▶ **WHAT IS BEING ASKED**: Without including any pictures, give back all of the data exactly.

▶ **SOURCE MATERIAL**:
━━━━━━━━━━

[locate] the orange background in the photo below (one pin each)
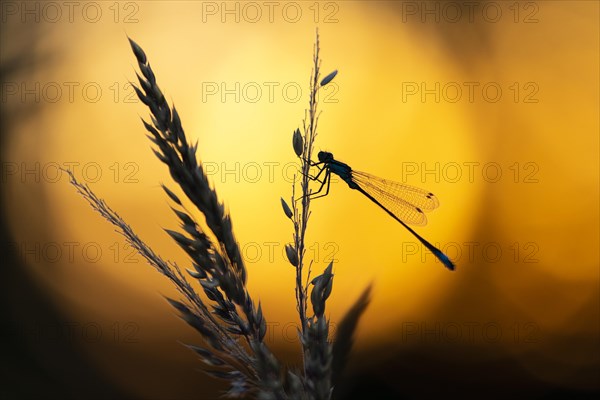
(539, 294)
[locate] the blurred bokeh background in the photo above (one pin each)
(493, 106)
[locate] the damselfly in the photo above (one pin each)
(406, 204)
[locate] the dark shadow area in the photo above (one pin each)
(38, 358)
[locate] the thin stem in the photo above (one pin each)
(301, 218)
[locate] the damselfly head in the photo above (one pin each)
(325, 156)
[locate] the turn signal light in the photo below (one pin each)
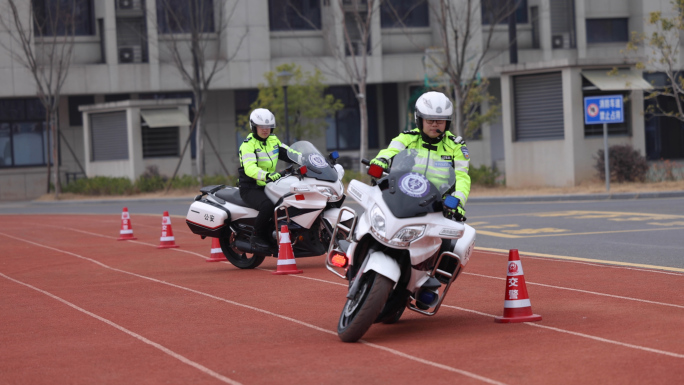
(339, 260)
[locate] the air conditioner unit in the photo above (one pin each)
(129, 4)
(557, 41)
(130, 54)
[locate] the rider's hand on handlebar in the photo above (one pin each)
(382, 162)
(273, 176)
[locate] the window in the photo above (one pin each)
(160, 142)
(607, 30)
(538, 107)
(24, 141)
(75, 116)
(344, 129)
(185, 16)
(400, 13)
(287, 15)
(495, 11)
(61, 17)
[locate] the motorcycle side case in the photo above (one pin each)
(464, 246)
(207, 219)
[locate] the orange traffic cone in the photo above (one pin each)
(286, 262)
(166, 240)
(126, 232)
(517, 306)
(216, 252)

━━━━━━━━━━

▶ **ANSWER BOX**:
[locate] the orange background in the photo below (one pin each)
(539, 294)
[locate] the blurred bokeh background in the photo above (one pin each)
(493, 106)
[locate] the damselfly in the photo above (one pin each)
(406, 204)
[locate] the dark shadow area in the photo above (one pin each)
(38, 358)
[locate] the thin stem in the photo above (one pin each)
(301, 218)
[locate] the damselfly head in the photo above (one pin each)
(325, 156)
[locate] the turn signal light in the photo below (one pin each)
(339, 260)
[locate] the air conditioner unit in the photo above (one pin each)
(129, 4)
(557, 41)
(130, 54)
[locate] the rider's hand on handlebar in the photo above (one pin each)
(382, 162)
(273, 176)
[locate] the window in the photo above (one pin each)
(160, 142)
(607, 30)
(538, 107)
(24, 141)
(75, 116)
(344, 129)
(185, 16)
(400, 13)
(287, 15)
(495, 11)
(61, 17)
[locate] the motorcycle side case in the photo above (one pin each)
(464, 246)
(207, 219)
[locate] the orange traffic cone in the photo above (one pin each)
(286, 262)
(166, 240)
(126, 232)
(517, 306)
(216, 252)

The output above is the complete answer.